▶ Recorded information
.....

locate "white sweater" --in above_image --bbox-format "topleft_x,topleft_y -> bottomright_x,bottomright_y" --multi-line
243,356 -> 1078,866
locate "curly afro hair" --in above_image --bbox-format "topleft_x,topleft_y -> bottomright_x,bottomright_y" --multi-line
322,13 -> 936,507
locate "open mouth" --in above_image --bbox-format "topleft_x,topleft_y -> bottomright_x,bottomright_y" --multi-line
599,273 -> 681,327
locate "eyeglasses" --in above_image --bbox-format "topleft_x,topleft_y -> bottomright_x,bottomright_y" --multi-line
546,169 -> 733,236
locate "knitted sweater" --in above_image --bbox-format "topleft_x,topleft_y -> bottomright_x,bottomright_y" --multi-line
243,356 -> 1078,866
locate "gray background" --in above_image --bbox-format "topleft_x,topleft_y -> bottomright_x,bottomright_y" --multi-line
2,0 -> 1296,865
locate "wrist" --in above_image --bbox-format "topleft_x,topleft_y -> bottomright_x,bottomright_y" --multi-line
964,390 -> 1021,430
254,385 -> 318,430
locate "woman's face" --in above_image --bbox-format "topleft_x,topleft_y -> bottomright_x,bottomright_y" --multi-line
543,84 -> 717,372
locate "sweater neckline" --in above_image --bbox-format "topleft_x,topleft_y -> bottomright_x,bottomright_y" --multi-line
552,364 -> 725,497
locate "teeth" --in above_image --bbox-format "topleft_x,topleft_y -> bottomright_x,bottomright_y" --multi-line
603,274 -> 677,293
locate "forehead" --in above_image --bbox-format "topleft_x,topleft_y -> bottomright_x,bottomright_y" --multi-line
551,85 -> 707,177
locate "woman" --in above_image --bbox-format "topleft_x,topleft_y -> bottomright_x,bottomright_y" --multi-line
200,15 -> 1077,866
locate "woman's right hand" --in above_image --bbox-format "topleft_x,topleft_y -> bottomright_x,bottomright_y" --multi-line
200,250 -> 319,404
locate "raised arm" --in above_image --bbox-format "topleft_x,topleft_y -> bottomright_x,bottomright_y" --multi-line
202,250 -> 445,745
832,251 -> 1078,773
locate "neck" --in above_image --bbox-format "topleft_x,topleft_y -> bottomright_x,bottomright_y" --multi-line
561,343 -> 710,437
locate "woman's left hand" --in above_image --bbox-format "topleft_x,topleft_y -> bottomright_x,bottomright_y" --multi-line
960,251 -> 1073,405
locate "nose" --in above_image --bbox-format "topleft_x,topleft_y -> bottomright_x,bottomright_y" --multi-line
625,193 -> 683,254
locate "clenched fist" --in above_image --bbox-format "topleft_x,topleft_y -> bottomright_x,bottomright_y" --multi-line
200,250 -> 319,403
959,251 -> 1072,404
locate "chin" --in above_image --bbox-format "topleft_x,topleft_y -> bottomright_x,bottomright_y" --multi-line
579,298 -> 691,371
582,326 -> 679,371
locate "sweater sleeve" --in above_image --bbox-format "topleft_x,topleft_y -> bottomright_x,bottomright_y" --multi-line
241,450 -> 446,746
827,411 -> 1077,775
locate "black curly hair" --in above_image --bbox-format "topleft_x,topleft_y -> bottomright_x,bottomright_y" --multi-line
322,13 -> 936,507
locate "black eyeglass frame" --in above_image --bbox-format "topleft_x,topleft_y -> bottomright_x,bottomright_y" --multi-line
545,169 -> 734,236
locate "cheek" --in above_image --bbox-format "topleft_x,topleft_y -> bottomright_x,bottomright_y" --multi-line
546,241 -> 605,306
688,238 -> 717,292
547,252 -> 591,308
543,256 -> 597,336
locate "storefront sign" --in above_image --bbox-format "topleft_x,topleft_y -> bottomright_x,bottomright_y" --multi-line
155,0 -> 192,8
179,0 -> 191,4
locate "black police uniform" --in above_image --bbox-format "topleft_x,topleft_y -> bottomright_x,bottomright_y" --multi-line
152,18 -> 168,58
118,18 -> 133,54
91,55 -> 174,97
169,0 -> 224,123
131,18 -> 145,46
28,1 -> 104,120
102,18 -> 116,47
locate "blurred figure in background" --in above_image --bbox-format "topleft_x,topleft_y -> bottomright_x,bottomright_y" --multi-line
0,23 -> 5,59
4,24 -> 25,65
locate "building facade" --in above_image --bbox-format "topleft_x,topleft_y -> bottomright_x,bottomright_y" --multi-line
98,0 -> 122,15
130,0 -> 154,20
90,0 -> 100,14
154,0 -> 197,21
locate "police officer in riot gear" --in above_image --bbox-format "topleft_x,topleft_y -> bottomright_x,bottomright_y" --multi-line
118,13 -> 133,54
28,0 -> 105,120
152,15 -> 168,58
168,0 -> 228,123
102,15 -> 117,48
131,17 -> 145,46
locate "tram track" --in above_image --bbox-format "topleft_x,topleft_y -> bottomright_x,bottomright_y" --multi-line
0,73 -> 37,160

.....

▶ About this exercise
What is needed here is an exact reproduction of all the entries.

▶ Result of the task
locate "white sweater" --in above_image --bbox-format "topleft_x,topleft_y -> bottomright_x,bottomright_y" --multi-line
243,356 -> 1078,866
locate "curly afro hair" --in above_image --bbox-format "topleft_x,topleft_y -> bottomright_x,bottomright_y" --multi-line
322,13 -> 936,507
locate "open mouth" --in above_image --bbox-format "topleft_x,topleft_y -> bottomright_x,bottomright_y" --multi-line
599,273 -> 681,327
locate "eyeglasses" --in above_image --bbox-format "topleft_x,topleft_y -> bottomright_x,bottomright_y" --multi-line
546,169 -> 733,236
locate "knitted sweater" --in above_image --bbox-format "topleft_x,topleft_y -> bottomright_x,bottomright_y" --multi-line
243,356 -> 1078,866
locate "gray background" --in above_image --bbox-format "topleft_x,topleft_y -> bottomright_x,bottomright_y" --multi-line
2,0 -> 1296,865
locate "wrist" --in above_image --bbox-format "topleft_x,topleft_y -> bottomright_x,bottomright_y" --multi-line
964,390 -> 1021,430
254,385 -> 318,430
locate "woman's face" --in above_image --bbox-format "topleft_x,topleft_y -> bottomright_x,bottomright_y" --multi-line
543,84 -> 717,372
locate "sweater neckline" --in above_image --bbox-format "topleft_x,topleft_y -> bottomright_x,bottomright_y" --multi-line
552,364 -> 725,497
locate "teeth" --in above_image --bbox-format "topleft_x,topleft_y -> bottomright_x,bottomright_y" --multi-line
603,274 -> 677,293
locate "forehead" --in above_image --bbox-format "topleft_x,topleft_y -> bottomright_x,bottomright_y" --multi-line
551,85 -> 707,177
locate "woman" --in above_image --bbox-format "topleft_x,topleft_y -> bottomright_x,bottomright_y" --multi-line
200,15 -> 1077,866
locate "woman's right hand" --in above_image --bbox-format "topleft_x,topleft_y -> bottomright_x,bottomright_y" --multi-line
200,250 -> 319,404
locate "raised arm" --in above_image --bbox-format "topleft_x,topleft_y -> bottomright_x,bottomright_y" --multi-line
202,250 -> 445,745
832,251 -> 1078,773
locate "neck" --in above_image --bbox-format "topleft_x,topleft_y -> bottomright_x,bottomright_y" --multi-line
561,343 -> 710,437
locate "woman's left hand" --in above_image --bbox-format "topleft_x,topleft_y -> bottomright_x,bottomright_y" --multi-line
960,251 -> 1073,405
locate "nose" --in above_image --bbox-format "topleft_x,topleft_y -> bottomright_x,bottomright_y" --multi-line
625,193 -> 683,254
locate "clenched fist" --in above_image --bbox-format "topleft_x,topleft_y -> bottomright_x,bottomright_y" --multi-line
200,250 -> 319,403
959,251 -> 1072,404
locate "chin" --in above_image --bbox-format "topleft_x,topleft_y -> bottomright_x,bottomright_y" --multi-line
579,298 -> 691,371
582,326 -> 679,371
locate "sweater sleeve" --in above_image --bbox-format "topleft_x,topleft_y -> bottomright_x,bottomright_y" --multi-line
241,450 -> 446,746
827,411 -> 1077,775
locate "black curly hair" --in above_image --bbox-format "topleft_x,topleft_y -> bottomright_x,bottomright_y" --multi-line
322,13 -> 936,507
locate "black eyeglass frame" --in above_image --bbox-format "topleft_x,topleft_y -> bottomright_x,bottomright_y" --multi-line
545,169 -> 734,236
locate "cheek" --in above_image --bbox-format "topleft_x,topleft_y -> bottomright_x,bottomright_y" --multi-line
546,241 -> 605,306
688,238 -> 717,292
547,252 -> 591,308
543,256 -> 597,336
locate "storefront sign" --in above_image --bbox-format "topleft_x,topleft_y -> bottomright_x,bottomright_y" --multi-line
155,0 -> 192,8
179,0 -> 191,4
locate "black police uniform" --in above_image --bbox-format "topleft_x,topleft_y -> bottomright_x,bottomright_y" --multi-line
152,18 -> 168,58
118,18 -> 133,54
91,55 -> 174,97
169,0 -> 224,123
131,18 -> 145,46
28,1 -> 104,120
102,18 -> 116,47
locate "blurred figure in background" --in above_image --bbox-format "topleft_x,topleft_y -> bottomright_x,bottomright_y" --multi-line
0,23 -> 5,59
4,24 -> 25,65
locate "building facade" --in above_image --bbox-format "topleft_x,topleft_y -> bottomright_x,bottomright_y" --multi-line
98,0 -> 122,15
130,0 -> 154,20
90,0 -> 100,14
154,0 -> 197,21
locate "police officer in riot gear" --in above_image --bbox-format "topleft_x,topleft_y -> bottomright_x,bottomright_y" --multi-line
118,13 -> 133,54
28,0 -> 105,120
152,15 -> 168,58
168,0 -> 228,123
102,15 -> 117,48
131,17 -> 145,46
locate "tram track" --in above_image --bbox-format "topleft_x,topleft_y -> bottomright_x,bottomright_y" --multi-line
0,73 -> 37,160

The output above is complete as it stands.